__RECORDS FOR PROCESSING__
* * * * * * * * *

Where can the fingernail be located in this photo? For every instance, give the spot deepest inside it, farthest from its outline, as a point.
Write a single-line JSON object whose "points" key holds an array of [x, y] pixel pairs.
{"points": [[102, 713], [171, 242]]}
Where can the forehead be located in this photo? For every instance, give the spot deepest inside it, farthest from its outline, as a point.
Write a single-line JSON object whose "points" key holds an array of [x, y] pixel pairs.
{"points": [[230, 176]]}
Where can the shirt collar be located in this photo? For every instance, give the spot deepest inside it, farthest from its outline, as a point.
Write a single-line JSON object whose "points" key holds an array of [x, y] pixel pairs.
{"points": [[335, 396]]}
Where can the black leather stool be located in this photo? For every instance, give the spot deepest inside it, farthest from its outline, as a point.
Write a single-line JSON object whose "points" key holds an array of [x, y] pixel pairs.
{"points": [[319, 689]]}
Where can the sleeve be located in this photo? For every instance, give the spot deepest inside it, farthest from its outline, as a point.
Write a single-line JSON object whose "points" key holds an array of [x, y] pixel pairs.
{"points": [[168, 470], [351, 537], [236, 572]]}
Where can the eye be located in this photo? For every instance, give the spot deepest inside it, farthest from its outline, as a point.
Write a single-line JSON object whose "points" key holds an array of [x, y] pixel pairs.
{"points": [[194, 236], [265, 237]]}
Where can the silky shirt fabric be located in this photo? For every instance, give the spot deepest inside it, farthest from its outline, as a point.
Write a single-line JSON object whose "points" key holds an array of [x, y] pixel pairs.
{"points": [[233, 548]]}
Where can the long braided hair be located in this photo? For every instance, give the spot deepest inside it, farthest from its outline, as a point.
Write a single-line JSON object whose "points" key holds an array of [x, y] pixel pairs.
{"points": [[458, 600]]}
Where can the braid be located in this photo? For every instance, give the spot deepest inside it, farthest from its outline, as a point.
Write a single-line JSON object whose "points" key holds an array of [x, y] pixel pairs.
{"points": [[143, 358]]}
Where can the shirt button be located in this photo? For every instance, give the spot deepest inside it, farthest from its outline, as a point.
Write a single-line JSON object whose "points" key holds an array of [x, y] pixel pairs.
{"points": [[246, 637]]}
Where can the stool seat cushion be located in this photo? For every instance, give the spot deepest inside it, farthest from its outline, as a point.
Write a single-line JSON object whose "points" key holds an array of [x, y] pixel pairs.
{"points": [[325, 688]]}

* * * * * * * * *

__TASK__
Return the entries above exactly as they appear.

__SOLUTION TO THE EXERCISE__
Where can the fingernail be located in this photo? For every instance, give the spot deepest inside it, farthest from its outline, as a point.
Write a single-line JSON object whose "points" key holds an array of [x, y] pixel pairs.
{"points": [[102, 713], [171, 242]]}
Where can the forehead be located in this photo? For every instance, give the spot deepest inside it, farthest from its outline, as a point.
Write a single-line JSON object whose "points" key holds an array of [x, y] pixel pairs.
{"points": [[230, 176]]}
Where can the shirt collar be located in this photo? For every instance, give the spot deepest inside it, farthest from its outline, as a point.
Write a single-line JSON object whose "points" key holds an array of [x, y] pixel pairs.
{"points": [[335, 396]]}
Where can the black leather stool be located in this photo? For every instance, give the spot deepest inside it, farthest from its outline, as a point.
Write a single-line JSON object whose "points" key holds an array of [x, y] pixel pairs.
{"points": [[319, 689]]}
Where can the sleeve be located in this photo? For every instance, give the spot deepest inside it, farthest from its outline, as a point.
Write a single-line JSON object whose "points" key holds an array of [x, y] pixel pairs.
{"points": [[168, 470], [351, 537], [236, 572]]}
Where can the eye be located in this photo? For every instance, give the spot deepest inside it, farthest from its outline, as a point.
Write a single-line JSON object whose "points" key holds an array of [x, y] pixel pairs.
{"points": [[194, 236], [265, 237]]}
Where can the silky shirt fabric be located in this photo? For every instance, give the spot deepest inside it, farthest from its outline, as a point.
Write a single-line JSON object whose "points" key holds an array of [x, y] pixel pairs.
{"points": [[233, 548]]}
Where can the long braided hair be located in this photo? For every instance, give the spot deepest inside it, farthest from its outline, as a point.
Write a single-line JSON object whose "points" key holds an array of [x, y] pixel pairs.
{"points": [[458, 600]]}
Where can the braid be located in this photo? For every instance, give the spot deepest inside it, farthest from its outline, as a point.
Write a single-line JSON object whose "points" key holds an array of [x, y] pixel pairs.
{"points": [[143, 358]]}
Where can the shirt button be located in this photo? For every instance, give the spot deepest inside it, farthest from its outline, as a point.
Write a single-line JSON object whose "points" key holds an array of [x, y] pixel pairs.
{"points": [[246, 637]]}
Where can the stool seat cushion be located in this photo? For every instance, give the spot deepest inside it, farthest from its outline, as a point.
Write a single-line JSON object whose "points" key holds an array of [x, y] pixel pairs.
{"points": [[325, 688]]}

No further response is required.